- **WORK TO BE COMPLETED**: Without the pictures, output the records below exactly as they are.

### PROVIDED MATERIAL ###

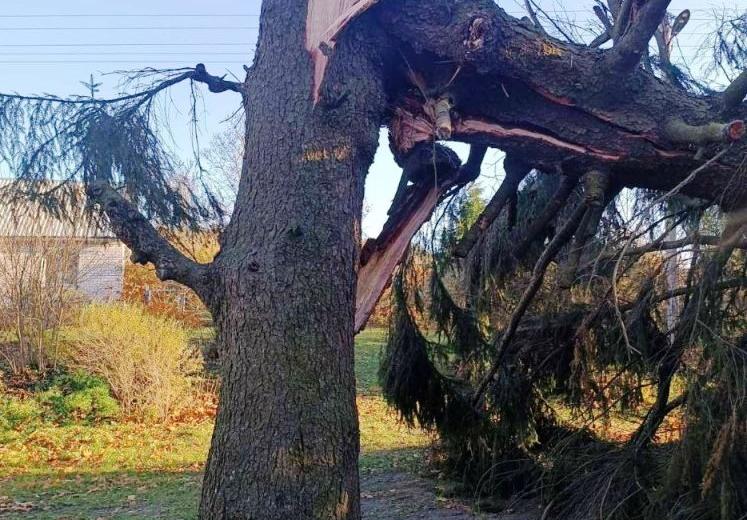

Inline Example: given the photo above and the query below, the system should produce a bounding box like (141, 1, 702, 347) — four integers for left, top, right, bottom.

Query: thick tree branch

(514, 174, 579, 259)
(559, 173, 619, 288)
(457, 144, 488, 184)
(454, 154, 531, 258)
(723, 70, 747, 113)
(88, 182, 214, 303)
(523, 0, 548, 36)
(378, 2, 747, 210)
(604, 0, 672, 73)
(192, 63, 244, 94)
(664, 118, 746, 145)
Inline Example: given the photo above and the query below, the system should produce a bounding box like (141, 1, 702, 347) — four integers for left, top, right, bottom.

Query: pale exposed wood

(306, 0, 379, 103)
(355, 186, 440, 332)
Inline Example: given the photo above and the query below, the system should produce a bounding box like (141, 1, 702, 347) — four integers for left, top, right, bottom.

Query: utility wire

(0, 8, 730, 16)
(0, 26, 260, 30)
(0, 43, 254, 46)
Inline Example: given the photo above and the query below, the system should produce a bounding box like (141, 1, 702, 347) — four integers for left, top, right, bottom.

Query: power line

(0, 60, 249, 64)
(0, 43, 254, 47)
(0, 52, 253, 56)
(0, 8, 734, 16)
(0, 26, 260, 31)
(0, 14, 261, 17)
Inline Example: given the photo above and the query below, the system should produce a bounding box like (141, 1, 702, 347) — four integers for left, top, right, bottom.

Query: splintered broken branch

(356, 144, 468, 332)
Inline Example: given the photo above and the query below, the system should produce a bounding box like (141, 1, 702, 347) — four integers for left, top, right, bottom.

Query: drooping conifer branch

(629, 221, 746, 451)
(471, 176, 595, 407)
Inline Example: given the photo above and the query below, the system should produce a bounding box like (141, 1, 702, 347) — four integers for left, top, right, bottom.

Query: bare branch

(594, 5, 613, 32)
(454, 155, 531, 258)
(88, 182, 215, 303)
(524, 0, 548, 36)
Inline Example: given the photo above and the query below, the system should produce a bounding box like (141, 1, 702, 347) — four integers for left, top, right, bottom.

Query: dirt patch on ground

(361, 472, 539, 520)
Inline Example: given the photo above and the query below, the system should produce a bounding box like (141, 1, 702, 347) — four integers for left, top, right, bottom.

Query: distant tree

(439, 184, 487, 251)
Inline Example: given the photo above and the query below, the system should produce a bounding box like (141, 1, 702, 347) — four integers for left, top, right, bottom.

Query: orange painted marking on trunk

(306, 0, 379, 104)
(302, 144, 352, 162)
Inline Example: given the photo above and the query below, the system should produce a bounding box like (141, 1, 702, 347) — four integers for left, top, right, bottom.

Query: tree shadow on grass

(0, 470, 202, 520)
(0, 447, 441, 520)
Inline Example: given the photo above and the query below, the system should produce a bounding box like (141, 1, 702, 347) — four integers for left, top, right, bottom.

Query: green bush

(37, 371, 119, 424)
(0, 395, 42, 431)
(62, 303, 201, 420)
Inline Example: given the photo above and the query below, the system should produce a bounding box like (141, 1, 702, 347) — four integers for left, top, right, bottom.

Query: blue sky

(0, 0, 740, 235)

###

- **EXERCISE RESPONSE**:
Inline Example: given the photo above and the query below, the system should produce a bounding box like (141, 1, 702, 347) — four integers for left, top, right, bottom.

Query: thick tree branch

(514, 174, 579, 259)
(559, 173, 619, 288)
(457, 144, 488, 184)
(454, 154, 531, 258)
(723, 70, 747, 113)
(88, 182, 214, 303)
(523, 0, 548, 36)
(378, 2, 747, 210)
(604, 0, 672, 73)
(192, 63, 244, 94)
(664, 118, 746, 145)
Inline Example: given the photo above and the query below, the system should produce a bounding box like (141, 1, 702, 347) — four integers for left, top, right, bottom.

Query: pale exposed wood

(306, 0, 379, 103)
(355, 186, 440, 332)
Inline Example: given the photo above and the query below, the system should produce a bounding box like (141, 1, 702, 347) — four integers for left, top, right, bottom.

Query: utility wire

(0, 8, 730, 16)
(0, 26, 260, 30)
(0, 43, 254, 46)
Inline Example: given the photo above and the query below, the system should produce a bounding box like (141, 1, 702, 347) — four integers for left, top, right, bottom.

Query: power line

(0, 60, 249, 64)
(0, 43, 254, 47)
(0, 52, 253, 56)
(0, 8, 734, 16)
(0, 26, 260, 31)
(0, 14, 261, 17)
Inline Example: given the photo above and the query below, the system should produce a bounding box like (141, 1, 702, 347) — four integers for left, top, right, bottom.

Query: splintered broken branch

(356, 144, 468, 332)
Inline Example: given the photo above and the query below, the system should produce a bounding box like (141, 1, 702, 347) — four integers for left, top, right, bottom.

Query: drooping conifer branch

(629, 221, 746, 451)
(471, 176, 595, 407)
Inline Example: given the photo above and the query below, the system should produce a bounding box like (141, 1, 702, 347) — four integers for left, top, right, bottom.

Query: bare branch

(594, 5, 613, 32)
(454, 155, 531, 258)
(88, 182, 215, 303)
(524, 0, 548, 36)
Inline Example: given the photo above and the query below, the system should produce a bounding box like (141, 1, 702, 347) — four integers for left, top, right, bottom.

Query: dirt patch on ground

(361, 472, 539, 520)
Inline Example: given the photo above and the query below, the system should produce a bounding box like (141, 1, 702, 347) — four integers for left, top, right, bottom.

Query: distant tree

(439, 184, 487, 251)
Inline Example: given the photo above and the query below, the system should produce a bounding box like (141, 1, 702, 347) — four integers for left, top, right, bottom.

Query: orange painted marking on trunk

(306, 0, 379, 104)
(302, 144, 352, 162)
Inline Example: given the photo above and the query below, the system should produce a bounding box like (141, 1, 702, 347) — four integers for left, top, right, bottom.

Query: tree shadow on grass

(0, 470, 202, 520)
(0, 447, 441, 520)
Inline Example: given the photo above and the query below, the system should produce a bounding box like (141, 1, 702, 347) — four integers for left, top, right, bottom.

Query: green bush

(37, 371, 119, 424)
(0, 395, 42, 431)
(62, 303, 201, 420)
Inline Example: given the photo above and the query below, the system should produce a bounding box like (141, 1, 702, 347) — four integers for left, top, right, bottom.

Query: blue sky

(0, 0, 740, 235)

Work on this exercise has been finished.